■ Textabschnitt ■
· · · · · · ·

© JUNGE FREIHEIT Verlag GmbH & Co. www.jungefreiheit.de 22/17 / 26. Mai 2017

Umwelt
Toxische Professuren
Jörg Fischer

In der DDR waren alle Studenten verpflichtet, Vorlesungen und Prüfungen in Marxismus-Leninismus (ML) zu absolvieren. Deswegen gab es dort bis 1990 an allen Hochschulen ML-Professuren. Wer glaubt, daß seither die ideologische Indoktrination obsolet ist, der irrt. Inzwischen gibt es von Südschleswig bis Oberbayern hauptamtliche Gleichstellungsbeauftragte und Professuren für Zeitgeistiges. Etwa an der Fernuni Hagen, wo seit April die Herausgeberin des Studienbuchs „Feministische Rechtswissenschaft“, Ulrike Lembke, Professorin für Gender im Recht ist. Der Studiengang Elektro- und Informationstechnik läuft hingegen 2020 aus. Doch der Ersatz-ML kostet. Bereiche, die politisch nicht so gut verdrahtet sind, müssen leiden. Von ehemals 20 Instituten für Toxikologie an bundesdeutschen Universitäten wurden seit 1990 16 geschlossen.

Weniger objektive Untersuchungen zu Glyphosat, Fracking oder Aluhaushaltsfolie?

· · · · · · ·

■ Deine Aufgaben ■
• 1. Wie lautet der Satz „Deswegen gab es dort bis 1990 an allen Hochschulen ML-Professuren.“ aus dem Artikel über die Professuren auf Englisch?
• 2. Setze den Artikel über die Professuren im Anschluss an seinen letzten Satz fort.
Die Einträge haben mit dem Artikel über die Professuren nichts zu tun.

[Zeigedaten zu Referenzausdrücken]

· · · · · · ·

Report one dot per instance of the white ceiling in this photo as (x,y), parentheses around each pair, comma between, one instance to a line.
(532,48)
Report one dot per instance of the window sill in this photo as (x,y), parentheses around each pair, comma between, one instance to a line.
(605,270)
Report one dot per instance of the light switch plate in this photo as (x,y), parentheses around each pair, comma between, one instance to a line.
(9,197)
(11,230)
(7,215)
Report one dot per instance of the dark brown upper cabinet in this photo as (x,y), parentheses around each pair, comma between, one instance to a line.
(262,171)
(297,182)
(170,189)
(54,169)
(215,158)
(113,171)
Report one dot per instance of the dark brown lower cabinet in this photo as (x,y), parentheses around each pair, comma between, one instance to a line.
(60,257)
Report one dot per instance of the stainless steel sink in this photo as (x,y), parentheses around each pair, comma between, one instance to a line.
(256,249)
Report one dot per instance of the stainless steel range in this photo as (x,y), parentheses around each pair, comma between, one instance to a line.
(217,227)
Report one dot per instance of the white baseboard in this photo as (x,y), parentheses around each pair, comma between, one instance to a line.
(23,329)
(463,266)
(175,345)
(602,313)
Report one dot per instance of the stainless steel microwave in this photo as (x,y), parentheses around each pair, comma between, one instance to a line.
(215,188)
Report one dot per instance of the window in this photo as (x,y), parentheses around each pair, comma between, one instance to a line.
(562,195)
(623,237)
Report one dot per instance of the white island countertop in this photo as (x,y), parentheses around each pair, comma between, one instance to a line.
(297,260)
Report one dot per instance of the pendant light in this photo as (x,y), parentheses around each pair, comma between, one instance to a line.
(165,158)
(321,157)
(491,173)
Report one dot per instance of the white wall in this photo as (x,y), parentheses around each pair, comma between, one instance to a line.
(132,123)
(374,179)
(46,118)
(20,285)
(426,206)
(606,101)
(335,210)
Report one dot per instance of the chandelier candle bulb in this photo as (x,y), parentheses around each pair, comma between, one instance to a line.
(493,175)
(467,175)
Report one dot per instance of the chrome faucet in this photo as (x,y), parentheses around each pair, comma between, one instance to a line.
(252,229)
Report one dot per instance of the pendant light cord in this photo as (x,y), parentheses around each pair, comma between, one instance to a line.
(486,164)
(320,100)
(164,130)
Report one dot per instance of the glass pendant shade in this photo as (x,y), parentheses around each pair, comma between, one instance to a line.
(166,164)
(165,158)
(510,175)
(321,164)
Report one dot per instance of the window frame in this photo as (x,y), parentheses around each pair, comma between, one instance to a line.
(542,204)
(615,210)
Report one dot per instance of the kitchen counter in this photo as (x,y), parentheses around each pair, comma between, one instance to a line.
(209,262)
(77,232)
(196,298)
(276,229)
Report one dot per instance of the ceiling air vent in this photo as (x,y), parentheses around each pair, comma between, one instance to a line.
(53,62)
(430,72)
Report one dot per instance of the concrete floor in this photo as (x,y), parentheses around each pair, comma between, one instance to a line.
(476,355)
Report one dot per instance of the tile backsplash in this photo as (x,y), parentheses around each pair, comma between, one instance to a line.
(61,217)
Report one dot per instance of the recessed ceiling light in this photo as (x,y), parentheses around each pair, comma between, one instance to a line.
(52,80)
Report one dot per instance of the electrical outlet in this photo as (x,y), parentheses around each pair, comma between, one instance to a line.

· · · · · · ·

■ Ergebnisse je Aufgabe ■
• 1. That is why, until 1990, there were ML professorships at all universities there.

• 2.
Von den verbliebenen vier steht das Würzburger Institut zur Disposition, und das Kieler schließt 2019, mit der Emeritierung Edmund Masers. Die „Gender & Diversity Studies“ der Uni Kiel müssen sich genausowenig Sorgen machen wie die Professur für Gender Studies in den Ingenieurwissenschaften der TU München, die vom Arbeitgeberverband Gesamtmetall und dem bayerischen Kultusministerium gefördert wird. Der Naturschutzbund Schleswig-Holstein protestierte immerhin: Mit dem Institut für Toxikologie und Pharmakologie verschwinde eine Einrichtung, die unabhängige Expertise biete. Objektive Untersuchungen zu Glyphosat, Fracking, Alufolie im Haushalt oder zur Belastung von Zuchtlachsen mit Antioxidationsmitteln seien aus den Industrielaboren nicht zu erwarten. Zudem sei die Ausbildung von Umwelttoxikologen nicht mehr gewährleistet, wenn Masers Institut durch eine einfache Professur für Medizinische Toxikologie ersetzt werde. Aber die Publikationsflut zur Gender- und Diversityforschung ist offenbar wichtiger.